EXTRACT TO READ:
● ● ● ● ●

A NICKEL PICKLE
The Problems of Building High-Tech From a Meteoroid Wreck
by Bob Kobres
Part D
From the original on Bob Kobres’ site here.
Uniformitarianism succeeded in displacing catastrophism as the acceptable approach to unraveling Earth’s past, largely because slow moving glaciers better explained the presence of displaced boulders. Catastrophists had surmised that these large rocks were washed to where they were found during a great flood which, they believed, was brought about by the close approach or impact of a comet. Though this is a vast over simplification of the contest which took place between these two schools of thought, it serves to show why true blue uniformists have had trouble accepting evidence of catastrophic floods or impacts. A pertinent example of what happens when scientists reject a hypothesis on the basis of prior assumption rather than evidence is provided by the Spokane flood controversy–a debate which closely parallels the controversy over the origin of the Carolina Bays.
Geologist J. Harlen Bretz began his study of the peculiar geomorphic features found on the Columbia Plateau of eastern Washington in the summer of 1922. By 1932 he had become a “heretic” in the minds of many fellow geologists, for Bretz contended that the features which he called, collectively, the Channeled Scabland, were created by catastrophic floods. Judging his research completed, Bretz simply stepped out of the controversy his decade of work engendered and went on to other problems, advising his colleagues that only field evidence could, or should, decide the issue.
Bretz was more fortunate than most researchers who have posited an unpopular hypothesis; he lived long enough to see his view accepted. One can imagine the smile that came to Bretz’s face, when, in 1965, this wise octogenarian received a lengthy telegram from an international team of geologists which began with “greetings and salutations” and ended with: “We are now all catastrophists.”
Victor R. Baker provides an excellent overview of this long, drawn-out debate in his article, “The Spokane Flood Controversy and the Martian Outflow Channels,” published in Science (Vol. 202, 22 Dec. 1978). Baker points out the similarity of features revealed on Mars by space-faring cameras and the Channeled Scabland, however, most of his paper focuses on the Spokane flood controversy. He ends the article with these words:
The Spokane flood controversy is both a story of ironies and a marvelous exposition of the scientific method. One cannot but be amazed at the efforts made to give a uniformitarian explanation for the Channeled Scabland and to uphold the framework of geology as it had been established in the writings of Hutton, Lyell, and Agassiz. The final irony may be that Bretz’s critics did not appreciate the scientific implications of Agassiz’s famous dictum, “study nature, not books.” Perhaps no geologist has understood and lived the spirit of those words more enthusiastically than J. Harlen Bretz.

● ● ● ● ●

MATERIAL PROVIDED:

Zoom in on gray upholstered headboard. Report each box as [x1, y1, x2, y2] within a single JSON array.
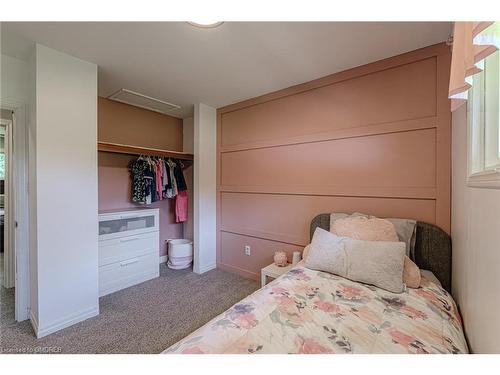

● ● ● ● ●

EXERCISES TO COMPLETE:
**A)** In the essay, what were the closing words of the telegram Bretz received in 1965?
**B)** List every person the essay mentions by name.

TASK RESULTS:
**A)** "We are now all catastrophists."

**B)** Bob Kobres, J. Harlen Bretz, Victor R. Baker, Hutton, Lyell, Agassiz